EXERCISE REQUIREMENTS:
1) From the forum thread about connection speed, copy the passage starting at "Alright. Does anyone" and ending at "1.5MBps on average.".
2) Does the forum thread about connection speed support each statement below? Answer yes or no for each, and quote the words from the thread that decide it. (a) The first poster ended up on 2mb/s after threatening to change company. (b) Redeye3323 says a satellite connection is good for gaming. (c) Redeye3323 says all of the listed household devices use WiFi at the same time.
━━ QUOTED PASSAGE
I'm not a whizz with fixing internet problems but it sounds to me like not a lot can be done from your end. It seems like you're going to have to contact your ISP directly and see what can be done. This method does work as I did it myself a couple of years ago when my connection speed was dropped to half a meg; I called up, threatened to change company and now I'm on 2mb/s and paying half the price. Although the drop in price isn't guaranteed, if you (or your parents) threaten to change company because you're not getting the connection speed you were promised, they'll do what it takes to keep you as a customer. They'll either tell you how to fix it, bump your speed up and/or drop the price. If your parents are the sort who don't know much about the internet and probably won't call them on your behalf then show them this post, because trust me, either the ISP are scamming you or there's a more in-depth problem here, but from experience I know it's likely to be the ISP


----------



## Deithor

Alright. Does anyone have any idea about the maximum connection rate limitations?


----------



## Redeye3323

Hey,

Since you have already tried SpeedTest.net, why not try their sister site - PingTest.net

When it comes to gaming, download/upload rates aren't as crucial as your pings. This means you can have a 20MBps Satellite connection which will be great for streaming movies & downloading, but won't be good for gaming (I said satellite as they offer higher download speeds, but the ping is far higher than ADSL/Fiber Optics). I usually game fine and my speeds are 1.5MBps on average.

Hope this explains a few points,
-Redeye


----------



## Deithor

I understand your point but the issue is that there are multiple people using the internet in my house. If you have a 1.5 Mbps connection that might work for JUST you, but when there are 5-10 devices connecting to one 6 Mbps connection things can get hectic. When my Mbps lowers from other devices taking it, my ping goes up.


----------



## Redeye3323

Deithor said:


> I understand your point but the issue is that there are multiple people using the internet in my house. If you have a 1.5 Mbps connection that might work for JUST you, but when there are 5-10 devices connecting to one 6 Mbps connection things can get hectic. When my Mbps lowers from other devices taking it, my ping goes up.


Well, we have 2 laptops, 1 iPad, 1 iPod touch, 1 Gaming PC, 1 Xbox 360 and 3/4 phones which all use the WiFi (though only 3 of those devices would be using WiFi at one time)


----------



## Deithor

Interesting. Nobody has anything on the connection rate limitations? I'm going to start a new thread.


----------



## Redeye3323

Try the Networking Subforum. They might not be Gamers, but they can probably help you with your issues & questions


----------
━━━━
━━ DATA SECTION
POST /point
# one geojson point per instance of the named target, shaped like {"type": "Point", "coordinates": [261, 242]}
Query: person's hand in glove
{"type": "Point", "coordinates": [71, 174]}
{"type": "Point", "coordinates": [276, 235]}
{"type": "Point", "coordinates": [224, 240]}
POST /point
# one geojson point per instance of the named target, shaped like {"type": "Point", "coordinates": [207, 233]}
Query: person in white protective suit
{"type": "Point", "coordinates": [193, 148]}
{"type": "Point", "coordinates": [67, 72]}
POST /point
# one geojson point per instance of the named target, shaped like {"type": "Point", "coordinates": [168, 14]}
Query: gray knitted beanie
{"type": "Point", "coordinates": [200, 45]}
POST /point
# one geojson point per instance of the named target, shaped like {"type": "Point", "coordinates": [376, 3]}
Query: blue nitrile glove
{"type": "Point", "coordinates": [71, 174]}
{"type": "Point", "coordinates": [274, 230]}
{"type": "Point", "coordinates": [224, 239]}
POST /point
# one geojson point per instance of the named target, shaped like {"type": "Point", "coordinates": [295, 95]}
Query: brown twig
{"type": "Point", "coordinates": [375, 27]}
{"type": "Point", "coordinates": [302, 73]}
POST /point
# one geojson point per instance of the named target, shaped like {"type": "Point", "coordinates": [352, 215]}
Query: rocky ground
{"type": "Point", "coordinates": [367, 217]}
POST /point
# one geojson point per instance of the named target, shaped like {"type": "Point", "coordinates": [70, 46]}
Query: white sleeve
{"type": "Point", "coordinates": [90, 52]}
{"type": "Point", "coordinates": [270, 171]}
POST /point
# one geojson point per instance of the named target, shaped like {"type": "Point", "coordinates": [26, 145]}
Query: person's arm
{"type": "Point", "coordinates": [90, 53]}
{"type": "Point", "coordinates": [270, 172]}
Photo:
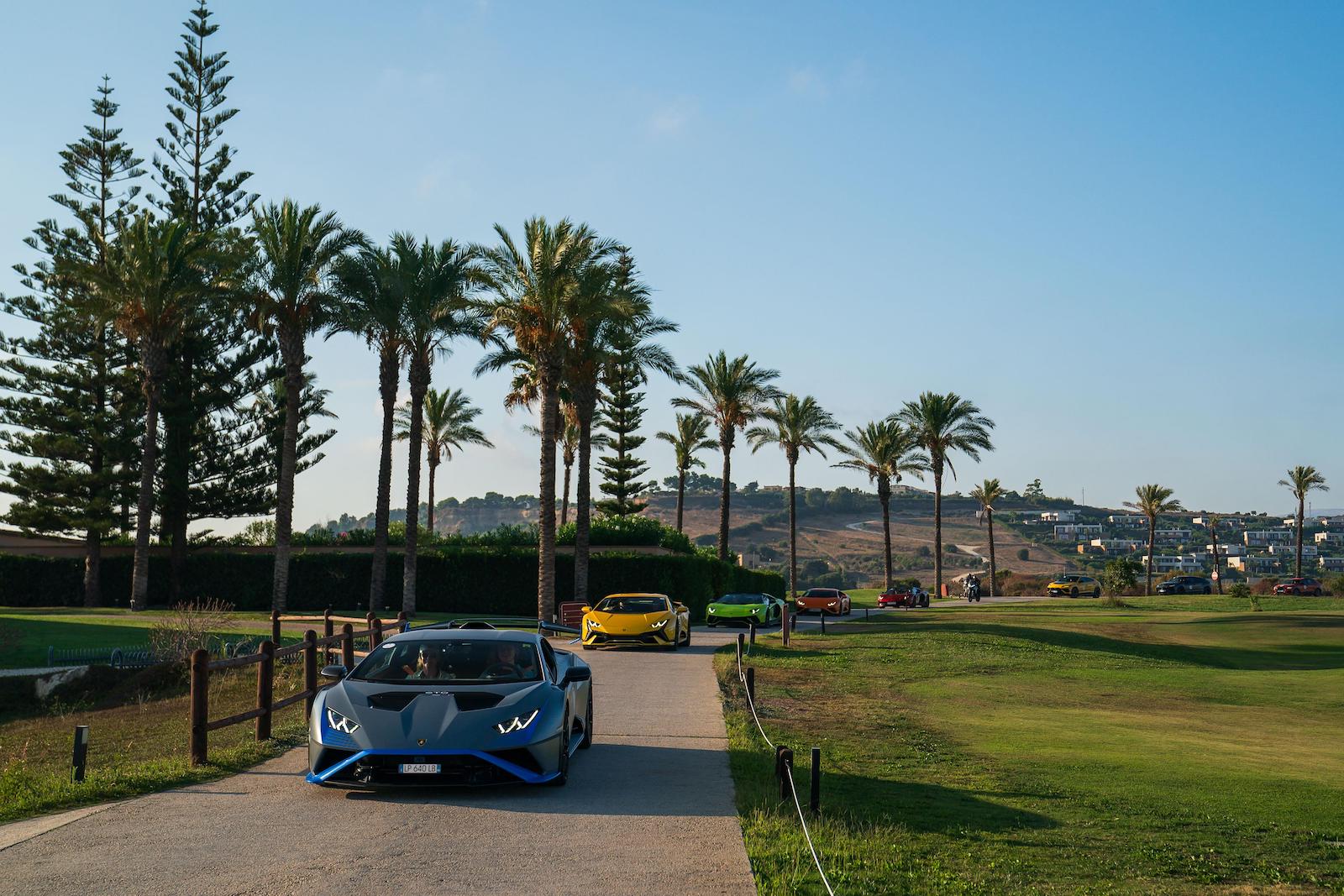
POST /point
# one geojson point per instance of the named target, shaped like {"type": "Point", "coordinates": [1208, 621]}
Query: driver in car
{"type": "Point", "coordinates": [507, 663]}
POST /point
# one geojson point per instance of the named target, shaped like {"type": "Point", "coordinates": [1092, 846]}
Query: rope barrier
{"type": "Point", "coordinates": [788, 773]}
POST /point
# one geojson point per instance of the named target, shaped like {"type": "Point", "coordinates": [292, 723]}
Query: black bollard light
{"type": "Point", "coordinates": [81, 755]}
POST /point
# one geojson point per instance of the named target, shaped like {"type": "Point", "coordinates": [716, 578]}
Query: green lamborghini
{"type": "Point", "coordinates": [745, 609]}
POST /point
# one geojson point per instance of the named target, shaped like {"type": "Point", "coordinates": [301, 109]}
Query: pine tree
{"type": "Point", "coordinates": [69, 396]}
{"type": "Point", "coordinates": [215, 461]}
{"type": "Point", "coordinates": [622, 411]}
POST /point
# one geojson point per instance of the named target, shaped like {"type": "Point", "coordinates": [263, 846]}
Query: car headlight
━━━━
TASK SOLUTIONS:
1)
Alright. Does anyone have any idea about the maximum connection rate limitations?


----------



## Redeye3323

Hey,

Since you have already tried SpeedTest.net, why not try their sister site - PingTest.net

When it comes to gaming, download/upload rates aren't as crucial as your pings. This means you can have a 20MBps Satellite connection which will be great for streaming movies & downloading, but won't be good for gaming (I said satellite as they offer higher download speeds, but the ping is far higher than ADSL/Fiber Optics). I usually game fine and my speeds are 1.5MBps on average.

2)
(a) Yes: "now I'm on 2mb/s and paying half the price"
(b) No: "won't be good for gaming"
(c) No: "though only 3 of those devices would be using WiFi at one time"